What needs to be done: Rewrite the records below, replacing "section" with "part" everywhere and keeping everything else the same.

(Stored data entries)
········

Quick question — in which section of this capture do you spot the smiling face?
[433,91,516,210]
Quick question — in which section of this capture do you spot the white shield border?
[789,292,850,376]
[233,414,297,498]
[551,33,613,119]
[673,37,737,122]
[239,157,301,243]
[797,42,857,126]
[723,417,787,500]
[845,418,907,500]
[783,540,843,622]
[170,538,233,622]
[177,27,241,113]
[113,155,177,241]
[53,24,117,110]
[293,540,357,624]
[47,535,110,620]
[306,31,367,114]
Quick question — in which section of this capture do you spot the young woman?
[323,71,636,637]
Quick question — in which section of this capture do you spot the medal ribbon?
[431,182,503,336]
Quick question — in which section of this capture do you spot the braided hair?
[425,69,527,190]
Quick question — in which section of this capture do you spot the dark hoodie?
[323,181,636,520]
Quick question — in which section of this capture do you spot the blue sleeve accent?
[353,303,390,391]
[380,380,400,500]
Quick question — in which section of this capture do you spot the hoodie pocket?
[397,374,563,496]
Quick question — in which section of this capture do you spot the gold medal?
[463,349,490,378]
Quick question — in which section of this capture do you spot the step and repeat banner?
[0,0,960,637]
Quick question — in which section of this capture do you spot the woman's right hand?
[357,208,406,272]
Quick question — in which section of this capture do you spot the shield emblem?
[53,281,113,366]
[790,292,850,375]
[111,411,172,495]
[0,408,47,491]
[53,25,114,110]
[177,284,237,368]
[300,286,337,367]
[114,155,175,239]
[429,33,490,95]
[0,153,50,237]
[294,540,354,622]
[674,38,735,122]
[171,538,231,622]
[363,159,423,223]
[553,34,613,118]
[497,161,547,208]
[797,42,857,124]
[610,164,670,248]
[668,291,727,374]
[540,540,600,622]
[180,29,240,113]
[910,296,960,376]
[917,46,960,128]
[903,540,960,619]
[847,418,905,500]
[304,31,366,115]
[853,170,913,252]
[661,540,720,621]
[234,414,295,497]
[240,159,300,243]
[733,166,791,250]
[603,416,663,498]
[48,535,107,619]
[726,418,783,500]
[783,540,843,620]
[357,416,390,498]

········

Answer in full:
Quick question — in which part of this capture do you spot the smiling face?
[433,91,516,210]
Quick question — in which part of this capture do you spot the white shield border?
[789,292,850,376]
[233,414,297,498]
[551,33,613,119]
[673,37,737,122]
[239,157,301,243]
[797,42,857,126]
[723,417,787,500]
[845,418,907,500]
[783,540,843,622]
[170,538,233,622]
[177,27,241,113]
[113,155,177,241]
[53,24,117,110]
[293,540,357,624]
[47,535,110,620]
[306,31,367,114]
Quick question — in which part of this capture do you spot the young woman?
[323,71,636,637]
Quick question — in which part of this capture do you spot the medal ribbon?
[431,182,503,336]
Quick question — in which part of this capture do you spot the braided hair?
[425,69,527,190]
Quick question — in which part of this capture do you spot the dark hoodie?
[323,181,636,520]
Quick question — in which part of this capture do you spot the blue sleeve accent?
[353,303,390,391]
[380,380,400,500]
Quick question — in which part of this capture do you spot the hoodie pocket?
[397,374,563,496]
Quick question — in which part of this capture do you spot the gold medal?
[463,349,490,378]
Quick question — in which part of this capture do you spot the step and repeat banner?
[0,0,960,637]
Quick question — in which part of this capture do you spot the woman's right hand?
[357,208,406,272]
Quick question — in which part of this capture do you spot the shield emblem?
[53,281,113,366]
[790,292,850,375]
[111,411,172,495]
[0,408,47,491]
[53,25,114,110]
[177,284,237,368]
[300,286,337,367]
[114,155,175,239]
[429,33,490,95]
[0,153,50,237]
[294,540,354,622]
[674,38,735,122]
[171,538,231,622]
[363,159,423,223]
[553,34,613,118]
[497,161,547,208]
[797,42,857,124]
[610,164,670,248]
[668,291,727,374]
[540,540,600,622]
[180,29,240,113]
[910,296,960,376]
[917,46,960,128]
[903,540,960,619]
[847,418,905,500]
[304,31,366,115]
[853,170,913,252]
[661,540,720,621]
[234,414,295,497]
[240,159,300,243]
[733,166,791,250]
[603,416,663,498]
[48,535,107,619]
[726,418,783,500]
[783,540,843,620]
[357,416,390,498]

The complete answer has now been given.